### SOURCE RECORDS
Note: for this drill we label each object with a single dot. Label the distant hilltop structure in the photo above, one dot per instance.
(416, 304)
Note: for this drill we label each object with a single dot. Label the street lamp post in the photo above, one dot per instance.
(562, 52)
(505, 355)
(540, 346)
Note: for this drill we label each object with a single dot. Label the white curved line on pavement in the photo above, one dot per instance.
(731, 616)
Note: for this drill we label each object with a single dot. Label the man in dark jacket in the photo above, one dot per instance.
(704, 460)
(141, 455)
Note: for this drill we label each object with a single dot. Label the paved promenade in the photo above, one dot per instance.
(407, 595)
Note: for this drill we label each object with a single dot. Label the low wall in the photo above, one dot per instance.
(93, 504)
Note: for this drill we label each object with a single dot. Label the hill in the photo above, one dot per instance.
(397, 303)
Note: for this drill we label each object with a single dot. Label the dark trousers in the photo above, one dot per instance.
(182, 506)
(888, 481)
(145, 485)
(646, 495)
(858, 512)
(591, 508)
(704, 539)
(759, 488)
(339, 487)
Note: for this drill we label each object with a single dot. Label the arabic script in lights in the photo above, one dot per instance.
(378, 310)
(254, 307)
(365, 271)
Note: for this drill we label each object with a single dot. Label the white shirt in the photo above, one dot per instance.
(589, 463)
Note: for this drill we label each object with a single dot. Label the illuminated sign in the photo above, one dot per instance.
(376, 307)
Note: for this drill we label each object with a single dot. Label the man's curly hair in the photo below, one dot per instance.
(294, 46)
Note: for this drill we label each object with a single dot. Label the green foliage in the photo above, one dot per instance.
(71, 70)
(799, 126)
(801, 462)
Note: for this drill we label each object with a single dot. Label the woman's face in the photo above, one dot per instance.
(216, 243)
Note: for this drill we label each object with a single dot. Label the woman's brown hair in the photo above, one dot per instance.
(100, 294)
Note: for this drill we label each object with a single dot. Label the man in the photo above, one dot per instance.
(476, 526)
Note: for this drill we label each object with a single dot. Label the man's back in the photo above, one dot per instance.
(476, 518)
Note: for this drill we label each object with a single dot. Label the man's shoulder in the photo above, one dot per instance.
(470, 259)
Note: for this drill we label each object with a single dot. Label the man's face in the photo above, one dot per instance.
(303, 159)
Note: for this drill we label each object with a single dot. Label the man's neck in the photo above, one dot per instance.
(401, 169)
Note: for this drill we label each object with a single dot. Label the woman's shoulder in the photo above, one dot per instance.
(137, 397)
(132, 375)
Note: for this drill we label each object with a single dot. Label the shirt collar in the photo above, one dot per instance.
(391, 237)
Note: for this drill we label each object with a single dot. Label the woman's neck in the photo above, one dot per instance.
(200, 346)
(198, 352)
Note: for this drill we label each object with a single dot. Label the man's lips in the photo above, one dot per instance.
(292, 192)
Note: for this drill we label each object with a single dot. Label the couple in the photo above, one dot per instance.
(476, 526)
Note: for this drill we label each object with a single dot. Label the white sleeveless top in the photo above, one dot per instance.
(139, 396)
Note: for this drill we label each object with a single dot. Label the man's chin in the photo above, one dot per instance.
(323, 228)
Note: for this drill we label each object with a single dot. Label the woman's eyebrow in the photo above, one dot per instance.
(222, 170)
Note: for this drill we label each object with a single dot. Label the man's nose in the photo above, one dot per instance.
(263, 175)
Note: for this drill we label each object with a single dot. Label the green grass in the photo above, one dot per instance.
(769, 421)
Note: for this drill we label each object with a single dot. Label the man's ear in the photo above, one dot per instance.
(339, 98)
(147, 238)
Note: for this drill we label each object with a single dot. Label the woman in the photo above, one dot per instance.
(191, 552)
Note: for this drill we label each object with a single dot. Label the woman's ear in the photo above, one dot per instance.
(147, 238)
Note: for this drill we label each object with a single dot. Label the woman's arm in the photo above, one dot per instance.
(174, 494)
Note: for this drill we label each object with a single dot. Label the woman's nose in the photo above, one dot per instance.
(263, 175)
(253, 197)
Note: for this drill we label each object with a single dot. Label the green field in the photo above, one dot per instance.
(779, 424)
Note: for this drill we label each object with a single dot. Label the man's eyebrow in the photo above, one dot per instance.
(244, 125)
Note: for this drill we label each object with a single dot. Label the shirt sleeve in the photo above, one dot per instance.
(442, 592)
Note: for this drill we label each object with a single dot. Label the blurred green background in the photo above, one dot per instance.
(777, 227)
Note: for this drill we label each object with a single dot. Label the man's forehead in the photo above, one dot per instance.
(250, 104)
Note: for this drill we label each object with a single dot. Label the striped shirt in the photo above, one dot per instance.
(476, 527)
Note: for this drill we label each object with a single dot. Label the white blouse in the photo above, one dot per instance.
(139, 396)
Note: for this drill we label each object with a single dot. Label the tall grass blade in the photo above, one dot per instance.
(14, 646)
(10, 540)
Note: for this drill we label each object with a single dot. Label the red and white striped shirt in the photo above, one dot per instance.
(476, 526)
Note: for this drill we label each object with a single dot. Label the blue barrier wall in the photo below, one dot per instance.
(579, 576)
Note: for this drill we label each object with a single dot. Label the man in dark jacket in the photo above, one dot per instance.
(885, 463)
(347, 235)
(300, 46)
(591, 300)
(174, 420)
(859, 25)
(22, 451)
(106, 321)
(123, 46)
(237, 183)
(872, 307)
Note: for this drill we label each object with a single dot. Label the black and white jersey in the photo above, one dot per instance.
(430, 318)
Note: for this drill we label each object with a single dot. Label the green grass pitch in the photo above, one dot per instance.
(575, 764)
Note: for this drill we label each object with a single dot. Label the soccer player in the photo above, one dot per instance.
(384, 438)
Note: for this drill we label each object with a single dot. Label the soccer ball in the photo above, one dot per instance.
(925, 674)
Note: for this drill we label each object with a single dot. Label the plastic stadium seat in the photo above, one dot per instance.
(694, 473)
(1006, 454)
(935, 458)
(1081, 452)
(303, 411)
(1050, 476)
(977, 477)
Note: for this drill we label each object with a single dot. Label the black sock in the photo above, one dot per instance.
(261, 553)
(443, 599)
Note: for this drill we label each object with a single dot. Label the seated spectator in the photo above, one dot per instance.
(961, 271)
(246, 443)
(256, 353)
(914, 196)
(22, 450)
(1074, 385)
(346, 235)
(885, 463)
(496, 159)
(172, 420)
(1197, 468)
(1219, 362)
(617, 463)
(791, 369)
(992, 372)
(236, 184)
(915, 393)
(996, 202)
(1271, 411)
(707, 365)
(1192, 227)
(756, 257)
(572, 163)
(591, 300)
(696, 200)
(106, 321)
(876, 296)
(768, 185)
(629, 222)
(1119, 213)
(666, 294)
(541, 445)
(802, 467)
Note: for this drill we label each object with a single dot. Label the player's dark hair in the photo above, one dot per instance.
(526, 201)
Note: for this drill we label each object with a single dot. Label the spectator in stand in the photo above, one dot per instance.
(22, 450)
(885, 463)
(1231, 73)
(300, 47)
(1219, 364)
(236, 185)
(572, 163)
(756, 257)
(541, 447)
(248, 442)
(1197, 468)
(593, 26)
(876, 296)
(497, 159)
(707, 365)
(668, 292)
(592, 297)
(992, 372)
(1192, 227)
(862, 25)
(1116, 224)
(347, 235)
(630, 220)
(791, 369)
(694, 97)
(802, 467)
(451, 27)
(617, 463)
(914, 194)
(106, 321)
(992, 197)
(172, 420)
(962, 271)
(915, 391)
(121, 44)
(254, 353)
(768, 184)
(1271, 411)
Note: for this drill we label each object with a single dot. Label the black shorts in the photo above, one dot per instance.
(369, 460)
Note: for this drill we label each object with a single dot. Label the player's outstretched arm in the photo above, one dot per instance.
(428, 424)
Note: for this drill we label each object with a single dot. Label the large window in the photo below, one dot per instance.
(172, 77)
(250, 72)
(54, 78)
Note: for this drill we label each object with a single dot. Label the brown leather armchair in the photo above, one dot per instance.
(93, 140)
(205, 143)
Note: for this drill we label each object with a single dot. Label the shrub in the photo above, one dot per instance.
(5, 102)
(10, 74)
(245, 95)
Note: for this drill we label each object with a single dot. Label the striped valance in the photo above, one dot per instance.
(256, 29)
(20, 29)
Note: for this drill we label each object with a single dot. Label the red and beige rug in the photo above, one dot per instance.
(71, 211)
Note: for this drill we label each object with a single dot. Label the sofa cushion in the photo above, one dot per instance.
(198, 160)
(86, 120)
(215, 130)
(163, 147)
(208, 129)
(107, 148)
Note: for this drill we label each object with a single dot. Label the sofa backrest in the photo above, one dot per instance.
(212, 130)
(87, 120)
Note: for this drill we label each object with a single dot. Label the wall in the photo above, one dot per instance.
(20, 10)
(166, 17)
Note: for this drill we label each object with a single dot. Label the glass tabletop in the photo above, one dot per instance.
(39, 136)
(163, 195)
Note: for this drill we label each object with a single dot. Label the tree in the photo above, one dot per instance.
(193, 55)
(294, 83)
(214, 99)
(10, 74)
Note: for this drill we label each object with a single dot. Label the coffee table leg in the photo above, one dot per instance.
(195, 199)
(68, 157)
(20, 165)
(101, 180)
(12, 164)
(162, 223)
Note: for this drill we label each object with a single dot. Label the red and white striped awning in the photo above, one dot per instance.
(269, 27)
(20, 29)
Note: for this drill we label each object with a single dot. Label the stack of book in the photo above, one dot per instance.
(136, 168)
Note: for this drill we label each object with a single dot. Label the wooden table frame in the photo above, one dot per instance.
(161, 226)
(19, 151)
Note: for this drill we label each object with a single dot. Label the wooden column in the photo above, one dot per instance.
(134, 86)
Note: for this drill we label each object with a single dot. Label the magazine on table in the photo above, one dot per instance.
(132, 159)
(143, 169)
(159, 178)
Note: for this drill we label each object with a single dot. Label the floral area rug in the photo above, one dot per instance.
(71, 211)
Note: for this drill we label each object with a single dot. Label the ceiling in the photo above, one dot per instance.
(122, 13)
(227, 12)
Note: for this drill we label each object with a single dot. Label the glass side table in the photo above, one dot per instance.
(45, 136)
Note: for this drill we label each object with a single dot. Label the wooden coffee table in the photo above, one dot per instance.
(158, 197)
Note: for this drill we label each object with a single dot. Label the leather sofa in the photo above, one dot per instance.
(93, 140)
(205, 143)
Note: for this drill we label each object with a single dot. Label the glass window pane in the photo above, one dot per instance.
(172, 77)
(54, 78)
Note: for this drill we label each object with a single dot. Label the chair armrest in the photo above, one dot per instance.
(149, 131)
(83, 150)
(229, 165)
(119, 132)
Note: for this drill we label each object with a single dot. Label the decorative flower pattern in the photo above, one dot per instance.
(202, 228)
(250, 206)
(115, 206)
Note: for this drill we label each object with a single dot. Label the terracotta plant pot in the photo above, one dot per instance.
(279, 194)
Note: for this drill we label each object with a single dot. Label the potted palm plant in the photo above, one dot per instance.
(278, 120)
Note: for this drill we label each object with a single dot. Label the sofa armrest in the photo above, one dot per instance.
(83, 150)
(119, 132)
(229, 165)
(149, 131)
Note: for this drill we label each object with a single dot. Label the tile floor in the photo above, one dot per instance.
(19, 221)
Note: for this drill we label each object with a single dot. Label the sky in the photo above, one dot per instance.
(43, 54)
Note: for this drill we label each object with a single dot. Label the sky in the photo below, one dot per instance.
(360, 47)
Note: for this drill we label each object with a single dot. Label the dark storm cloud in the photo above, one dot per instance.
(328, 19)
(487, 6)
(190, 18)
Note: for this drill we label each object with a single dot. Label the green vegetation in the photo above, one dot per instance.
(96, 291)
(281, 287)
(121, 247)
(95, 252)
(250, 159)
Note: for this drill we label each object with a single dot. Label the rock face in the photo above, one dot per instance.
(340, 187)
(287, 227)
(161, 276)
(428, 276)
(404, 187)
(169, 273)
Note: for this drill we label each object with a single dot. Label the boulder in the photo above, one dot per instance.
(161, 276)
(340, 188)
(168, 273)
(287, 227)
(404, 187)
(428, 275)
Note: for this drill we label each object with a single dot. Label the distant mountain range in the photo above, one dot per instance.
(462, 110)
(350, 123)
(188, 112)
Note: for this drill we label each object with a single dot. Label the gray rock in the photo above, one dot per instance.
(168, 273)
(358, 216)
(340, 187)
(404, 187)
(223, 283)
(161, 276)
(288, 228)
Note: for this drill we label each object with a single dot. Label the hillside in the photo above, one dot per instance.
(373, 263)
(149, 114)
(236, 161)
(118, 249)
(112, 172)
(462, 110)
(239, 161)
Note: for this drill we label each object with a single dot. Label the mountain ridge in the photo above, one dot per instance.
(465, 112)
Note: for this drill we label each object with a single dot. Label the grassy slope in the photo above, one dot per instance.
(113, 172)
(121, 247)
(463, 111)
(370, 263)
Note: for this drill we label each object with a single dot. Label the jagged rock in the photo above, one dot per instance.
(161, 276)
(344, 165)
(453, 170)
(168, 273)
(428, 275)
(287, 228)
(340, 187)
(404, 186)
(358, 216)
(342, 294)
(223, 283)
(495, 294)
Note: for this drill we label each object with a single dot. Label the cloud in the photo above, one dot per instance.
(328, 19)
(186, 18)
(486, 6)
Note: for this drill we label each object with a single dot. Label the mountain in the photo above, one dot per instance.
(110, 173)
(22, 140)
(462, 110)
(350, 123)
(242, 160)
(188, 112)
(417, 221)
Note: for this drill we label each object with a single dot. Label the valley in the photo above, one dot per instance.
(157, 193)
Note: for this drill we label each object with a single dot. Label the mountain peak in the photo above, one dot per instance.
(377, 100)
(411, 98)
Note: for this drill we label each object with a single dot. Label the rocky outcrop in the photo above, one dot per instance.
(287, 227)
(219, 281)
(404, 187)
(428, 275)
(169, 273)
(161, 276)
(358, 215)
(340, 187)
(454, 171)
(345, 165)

### OBJECTIVE
Repeat word for word each line from the one with "the mountain in" to the end of the records above, inclusive.

### SOLUTION BELOW
Note: for this drill we label each object with a single dot. Label the mountain in the photo above, one dot per instance.
(110, 173)
(22, 140)
(462, 110)
(350, 123)
(242, 160)
(188, 112)
(417, 221)
Note: for this drill we label each object with a single dot. Label the valley in the photo above, one dot per instance.
(157, 193)
Note: for this drill we label each object with a single dot. Label the mountain peak in the photo above, one dot per instance.
(377, 100)
(411, 98)
Note: for this drill we label each object with a single dot. Label the rocky outcrop in the photo above, one dot per instance.
(287, 227)
(219, 281)
(404, 187)
(428, 275)
(169, 273)
(161, 276)
(358, 215)
(340, 187)
(454, 171)
(345, 165)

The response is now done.